◆ **TO DO**: Write the data out again exactly, with no pictures.
-- start of INFORMATION SUPPLIED --
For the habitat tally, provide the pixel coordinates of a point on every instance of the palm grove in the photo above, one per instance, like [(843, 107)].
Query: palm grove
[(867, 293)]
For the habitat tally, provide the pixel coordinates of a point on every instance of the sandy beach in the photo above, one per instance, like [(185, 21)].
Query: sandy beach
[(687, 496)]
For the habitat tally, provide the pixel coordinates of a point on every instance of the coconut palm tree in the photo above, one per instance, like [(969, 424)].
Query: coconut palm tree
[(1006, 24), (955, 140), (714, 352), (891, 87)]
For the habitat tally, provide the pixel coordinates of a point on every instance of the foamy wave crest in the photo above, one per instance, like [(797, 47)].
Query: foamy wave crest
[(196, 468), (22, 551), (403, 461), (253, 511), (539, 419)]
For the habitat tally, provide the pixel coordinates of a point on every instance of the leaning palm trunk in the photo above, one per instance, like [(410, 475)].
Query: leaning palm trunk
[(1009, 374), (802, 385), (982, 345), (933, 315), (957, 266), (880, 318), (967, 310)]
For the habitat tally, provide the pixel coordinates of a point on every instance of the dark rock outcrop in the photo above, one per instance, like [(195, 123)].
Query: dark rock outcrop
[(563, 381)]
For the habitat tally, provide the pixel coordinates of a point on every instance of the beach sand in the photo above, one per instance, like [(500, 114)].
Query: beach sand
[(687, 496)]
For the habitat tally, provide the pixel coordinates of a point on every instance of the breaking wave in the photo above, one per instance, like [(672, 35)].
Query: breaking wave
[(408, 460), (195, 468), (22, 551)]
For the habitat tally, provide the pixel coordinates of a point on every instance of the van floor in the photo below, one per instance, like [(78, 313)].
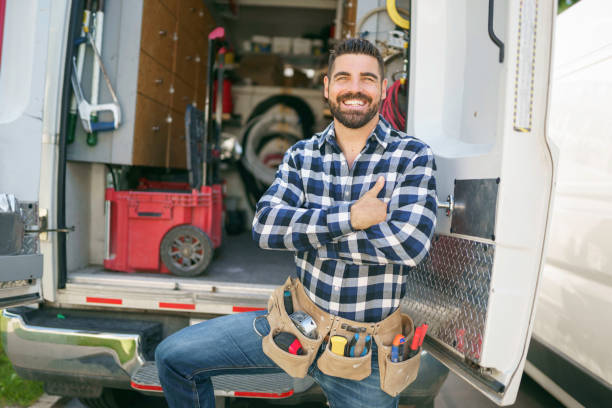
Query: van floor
[(238, 260)]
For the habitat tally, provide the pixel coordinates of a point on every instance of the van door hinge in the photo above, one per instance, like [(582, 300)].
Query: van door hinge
[(43, 229), (449, 205)]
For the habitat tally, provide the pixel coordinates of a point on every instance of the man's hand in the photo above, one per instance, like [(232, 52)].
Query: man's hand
[(369, 210)]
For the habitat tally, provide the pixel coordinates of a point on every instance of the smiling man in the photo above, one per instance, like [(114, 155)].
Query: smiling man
[(357, 205)]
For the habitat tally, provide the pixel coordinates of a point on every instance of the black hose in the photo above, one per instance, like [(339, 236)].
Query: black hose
[(73, 32)]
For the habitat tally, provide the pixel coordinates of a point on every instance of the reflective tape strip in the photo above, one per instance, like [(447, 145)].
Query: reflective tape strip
-- end of INFORMATION SUPPLIED --
◆ **WRITTEN ANSWER**:
For the habitat tally, provide the pixel coordinates of a point on every instance of the palm grove in the photo above, one per instance, like [(843, 107)].
Query: palm grove
[(867, 293)]
For the habitat tally, provide the pixel coordinates of a point on every instance of the sandy beach in the photo above, one per instance, like [(185, 21)].
Query: sandy beach
[(687, 496)]
For the habitat tally, provide the pixel coordinates of a point on every instance of the coconut palm tree in the photo above, one per instance, like [(969, 424)].
Query: coconut palm tree
[(1006, 24), (955, 140), (714, 352), (891, 87)]
For the habitat tally, provide the pixel coordinates of a point on every instance of the foamy wave crest in the photo above, one per instance, like [(797, 47)].
Query: foamy wave crest
[(196, 468), (22, 551), (403, 461), (253, 511), (539, 419)]
For the habitat tally, provide the pixel coordinates of a point on every instance of the leaning palm trunk in the photo above, one per instance, like [(410, 475)].
Query: leaning palm trunk
[(1009, 374), (802, 385), (982, 345), (933, 315), (957, 266), (880, 318), (967, 310)]
For the habitat tally, provide the pixel coordinates of a point on every instance of the dark rock outcrop in the photo above, one per instance, like [(195, 123)].
Query: dark rock outcrop
[(563, 381)]
For the habitat tally, provide the pixel coordinates of a point on every instance of the beach sand in the photo above, one per instance, like [(500, 114)].
Query: beach sand
[(687, 496)]
For the habitat tally, provide the pixel coordinates of a point on every instance of the breaking wave in the photo above, one per instance, like [(672, 35)].
Query: breaking wave
[(408, 460), (195, 468), (22, 551)]
For the habitat tally, provide the pixel coordinates of a point on every instance of the van floor in the photo below, one per instance, like [(78, 313)].
Query: van floor
[(238, 260)]
For the habitat tally, provide the pixel coordinates of a point on every instance of the van door hinge in the photo above, one per instance, like [(582, 300)].
Query: van door hinge
[(43, 229), (449, 205)]
For the habitat tally, provide the pixel coordinates of a point on every instance of the man's hand in the photo above, one per instance, like [(232, 52)].
Query: man's hand
[(369, 210)]
For the habitat tally, provide the pixel coordinates of a point on every instance of the smiling man in the photo above, one per instance, like [(114, 155)].
Query: smiling man
[(357, 205)]
For the habitat tally, provide the pixel coordinates of a point on every instance of the black hose in the photo above, one per instance, like [(339, 236)].
Query: black hose
[(73, 32)]
For the habitat tally, provide the pixel coordinates of a point on every instance of the reflective tape strip in the photo above, one per instance, like [(447, 145)].
Query: reflective tape strip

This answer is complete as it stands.